TASK A:
Rewrite the records between the lines holding "Query: gothic church building" and "[(104, 160), (103, 139), (88, 139), (83, 140), (83, 160)]", inclusive, keeping their requests and adding -83 to every coordinate in the polygon outlines given as answers. Leave the pictures out.

PROVIDED TEXT:
[BEGIN]

Will a Debt Deal Ever be Reached?
Wisconsin Senator Ron Johnson went "On the Record" last week to discuss the debt ceiling situation and explains why he's not confident a debt deal will be reached. View video and transcript below:
MARTHA MACCALLUM, FOX NEWS GUEST HOST: In this environment, we could very well be in a situation that I was just referring to, where the ratings agencies may look at this come Monday and they may say, It is our duty to downgrade U.S. debt. Now, that would be the first time that a sitting U.S. president has presided over the downgrade of American credit. And that could hurt our already low approval rating that we have for Congress. I mean, the numbers for Congress are very low, as well as the numbers for the president on that right now.
So let's bring in another member of Congress, Senator Ron Johnson, and get his take on this. Senator, good evening. Good to have you with us tonight.
SEN. RON JOHNSON, R-WIS: Well, Martha, thanks for having me on.
MACCALLUM: You know, you listened to Senator Lee. You listened to the back and forth between Leader Boehner and President Obama today. Where are we? What's your opinion on this tonight?
JOHNSON: Well, first of all, I never believed the president was negotiating in good faith. I mean, if he was really serious about this, Martha, he would have been at the negotiating table six months ago. He would have presented a serious budget rather than the one that he presented to us in February that would have added $12 trillion to our debt. and lost in the United States Senate zero to 97.
So you know, it is the president and the Senate Democrats that haven't passed a budget in over two years, that haven't presented a plan. You take a look at -- you know, my party, the House of Representatives, they actually passed a budget on time. You know, and right now, they passed the "cut, cap and balance" act, which, by the way, that is the solution to the problem. So I mean, we're in this position because of the president and the Democrats in the Senate have refused to show us what their plan would be.
MACCALLUM: You know, you were elected in the last mid-term election. You know, you come from a business background. You're a businessman by profession. And I've talked to you about this before, you know, I know you say you were a bit surprised -- even you were a bit surprised at how sort of in such disarray things were when you got to Washington. Now that you're watching this whole thing go down, what are your feelings -- you know, put yourself in your old shoes for a moment. What do you think about it now?

[END]

LISTED RECORDS:
[BEGIN]

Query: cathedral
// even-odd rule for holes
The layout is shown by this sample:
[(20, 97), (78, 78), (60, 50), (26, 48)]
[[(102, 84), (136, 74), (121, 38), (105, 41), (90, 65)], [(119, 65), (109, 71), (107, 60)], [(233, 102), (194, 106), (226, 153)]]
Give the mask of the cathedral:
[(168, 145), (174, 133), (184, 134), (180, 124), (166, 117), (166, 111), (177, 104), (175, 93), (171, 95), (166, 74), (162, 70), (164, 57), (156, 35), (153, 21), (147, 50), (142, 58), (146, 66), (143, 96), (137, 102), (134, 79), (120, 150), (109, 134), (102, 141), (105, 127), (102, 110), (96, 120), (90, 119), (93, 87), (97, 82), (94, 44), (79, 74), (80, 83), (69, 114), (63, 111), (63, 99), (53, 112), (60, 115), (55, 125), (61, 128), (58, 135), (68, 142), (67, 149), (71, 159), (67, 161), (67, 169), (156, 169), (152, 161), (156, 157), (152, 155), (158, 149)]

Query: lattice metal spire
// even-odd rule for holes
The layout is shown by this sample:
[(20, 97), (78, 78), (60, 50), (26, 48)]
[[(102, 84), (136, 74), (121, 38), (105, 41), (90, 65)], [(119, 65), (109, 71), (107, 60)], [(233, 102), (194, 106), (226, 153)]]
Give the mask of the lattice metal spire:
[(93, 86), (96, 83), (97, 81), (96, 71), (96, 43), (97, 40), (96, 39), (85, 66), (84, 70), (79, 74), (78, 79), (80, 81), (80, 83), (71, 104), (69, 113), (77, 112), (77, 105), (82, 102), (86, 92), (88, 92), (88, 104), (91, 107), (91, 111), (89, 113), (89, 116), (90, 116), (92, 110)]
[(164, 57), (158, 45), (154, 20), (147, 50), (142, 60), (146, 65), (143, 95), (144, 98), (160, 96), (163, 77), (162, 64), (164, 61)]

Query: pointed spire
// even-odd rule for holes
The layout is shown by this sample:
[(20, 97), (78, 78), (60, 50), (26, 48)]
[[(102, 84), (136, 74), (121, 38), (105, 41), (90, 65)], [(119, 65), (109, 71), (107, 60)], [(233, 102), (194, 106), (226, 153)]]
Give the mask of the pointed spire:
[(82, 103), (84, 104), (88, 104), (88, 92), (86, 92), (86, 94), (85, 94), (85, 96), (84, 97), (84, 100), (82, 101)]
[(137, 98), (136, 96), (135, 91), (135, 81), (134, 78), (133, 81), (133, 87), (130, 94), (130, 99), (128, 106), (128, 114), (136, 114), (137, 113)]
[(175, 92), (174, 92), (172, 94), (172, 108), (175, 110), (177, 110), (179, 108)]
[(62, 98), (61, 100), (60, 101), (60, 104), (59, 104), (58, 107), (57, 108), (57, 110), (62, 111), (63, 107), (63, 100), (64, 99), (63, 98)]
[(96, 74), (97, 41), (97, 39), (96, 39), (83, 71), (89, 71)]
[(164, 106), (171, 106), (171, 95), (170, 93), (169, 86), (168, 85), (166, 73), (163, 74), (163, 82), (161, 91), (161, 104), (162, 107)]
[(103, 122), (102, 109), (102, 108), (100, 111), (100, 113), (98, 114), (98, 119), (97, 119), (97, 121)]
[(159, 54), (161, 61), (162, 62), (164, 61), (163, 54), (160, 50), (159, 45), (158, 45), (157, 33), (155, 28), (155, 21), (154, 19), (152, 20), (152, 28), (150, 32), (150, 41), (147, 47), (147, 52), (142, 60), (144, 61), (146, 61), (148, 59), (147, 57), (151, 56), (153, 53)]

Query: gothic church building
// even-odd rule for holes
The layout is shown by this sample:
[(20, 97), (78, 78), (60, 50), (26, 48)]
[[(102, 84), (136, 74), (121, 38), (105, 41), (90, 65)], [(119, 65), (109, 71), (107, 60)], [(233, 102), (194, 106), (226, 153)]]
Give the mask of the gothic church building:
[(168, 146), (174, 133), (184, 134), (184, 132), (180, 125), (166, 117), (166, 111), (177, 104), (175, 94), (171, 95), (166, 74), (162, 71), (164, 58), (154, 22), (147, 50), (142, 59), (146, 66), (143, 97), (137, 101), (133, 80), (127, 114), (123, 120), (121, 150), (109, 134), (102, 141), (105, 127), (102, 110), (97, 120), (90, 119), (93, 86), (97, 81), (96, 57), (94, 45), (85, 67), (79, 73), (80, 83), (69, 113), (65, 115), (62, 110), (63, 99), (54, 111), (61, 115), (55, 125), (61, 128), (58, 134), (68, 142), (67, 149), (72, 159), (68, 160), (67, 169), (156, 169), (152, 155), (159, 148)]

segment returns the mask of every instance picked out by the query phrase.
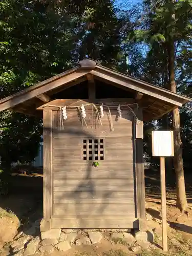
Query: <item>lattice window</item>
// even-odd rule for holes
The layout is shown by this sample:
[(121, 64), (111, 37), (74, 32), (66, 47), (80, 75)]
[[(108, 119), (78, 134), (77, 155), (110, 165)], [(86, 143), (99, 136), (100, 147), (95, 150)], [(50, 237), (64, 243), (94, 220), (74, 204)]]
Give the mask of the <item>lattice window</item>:
[(104, 160), (103, 139), (88, 139), (83, 140), (83, 160)]

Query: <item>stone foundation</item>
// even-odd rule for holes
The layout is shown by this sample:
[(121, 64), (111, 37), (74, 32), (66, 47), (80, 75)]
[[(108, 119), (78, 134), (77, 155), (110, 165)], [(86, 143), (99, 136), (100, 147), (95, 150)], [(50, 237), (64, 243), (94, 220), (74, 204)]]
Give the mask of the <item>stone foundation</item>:
[[(31, 229), (31, 227), (30, 229)], [(36, 236), (22, 233), (19, 236), (17, 236), (10, 246), (10, 252), (14, 256), (32, 256), (36, 253), (40, 253), (39, 255), (43, 253), (51, 254), (58, 251), (64, 252), (73, 246), (99, 244), (103, 239), (111, 242), (112, 244), (123, 244), (132, 251), (137, 252), (142, 249), (151, 249), (154, 245), (151, 244), (154, 238), (152, 231), (132, 229), (57, 228), (41, 232)]]

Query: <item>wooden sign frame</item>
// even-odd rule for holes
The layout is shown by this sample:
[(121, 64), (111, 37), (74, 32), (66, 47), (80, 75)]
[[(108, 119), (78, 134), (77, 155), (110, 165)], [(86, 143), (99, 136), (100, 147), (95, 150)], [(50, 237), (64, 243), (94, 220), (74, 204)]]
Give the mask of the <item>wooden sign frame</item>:
[[(159, 135), (159, 138), (158, 138)], [(153, 156), (159, 157), (160, 158), (162, 236), (163, 240), (163, 249), (164, 251), (167, 251), (168, 250), (167, 227), (166, 215), (165, 157), (173, 157), (174, 156), (174, 142), (173, 131), (153, 131), (152, 132)], [(167, 146), (167, 147), (166, 147), (166, 146)]]
[[(162, 141), (159, 143), (158, 136), (160, 136), (159, 140), (162, 139)], [(163, 137), (164, 138), (163, 138)], [(168, 139), (168, 140), (167, 140)], [(169, 139), (169, 141), (168, 140)], [(158, 141), (159, 140), (159, 141)], [(164, 152), (160, 153), (159, 154), (156, 148), (157, 146), (156, 143), (158, 143), (161, 144), (160, 145), (160, 149), (159, 151), (162, 152), (164, 150)], [(166, 143), (169, 142), (169, 144), (166, 145)], [(167, 147), (170, 147), (170, 154), (167, 154)], [(161, 148), (163, 147), (163, 148)], [(166, 151), (167, 151), (166, 152)], [(152, 155), (154, 157), (173, 157), (174, 156), (174, 132), (173, 131), (152, 131)]]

[END]

TASK B:
According to the interview, how much would the budget the president presented in February have added to the debt?

EXERCISE ANSWER A:
Query: gothic church building
// even-odd rule for holes
The layout is shown by this sample:
[(20, 97), (78, 78), (60, 50), (26, 48)]
[[(102, 84), (136, 74), (121, 38), (105, 41), (90, 65)], [(119, 65), (109, 71), (107, 60)], [(233, 102), (194, 106), (226, 153)]]
Give the mask of the gothic church building:
[(85, 63), (91, 50), (101, 51), (101, 49), (97, 42), (83, 34), (83, 28), (94, 21), (92, 11), (88, 12), (83, -9), (79, -12), (81, -25), (71, -61), (64, -33), (59, -24), (63, -17), (60, 14), (54, 18), (50, -3), (44, 31), (40, 37), (38, 67), (26, 51), (19, 58), (22, 44), (19, 27), (14, 37), (7, 36), (10, 3), (14, -2), (13, -26), (11, -38), (2, -16), (-4, -10), (-3, 0), (-14, 30), (-18, 32), (-21, 27), (-20, 16), (-29, 28), (-22, 32), (-28, 42), (-22, 45), (-25, 51), (-15, 59), (-16, 66), (-11, 76), (-15, 77), (-16, 86), (73, 86), (69, 72), (76, 65)]

segment returns the mask of every instance picked out by the query phrase.
Query: <item>lattice window</item>
// even-odd rule for holes
The layout is shown by this sample:
[(121, 64), (111, 37), (74, 32), (66, 47), (80, 75)]
[[(108, 119), (78, 134), (77, 155), (110, 165)], [(86, 143), (99, 136), (100, 147), (95, 150)], [(50, 237), (64, 243), (94, 220), (74, 204)]]
Give the mask of the <item>lattice window</item>:
[(21, 77), (20, 56), (5, 56), (0, 57), (0, 77)]

EXERCISE ANSWER B:
$12 trillion.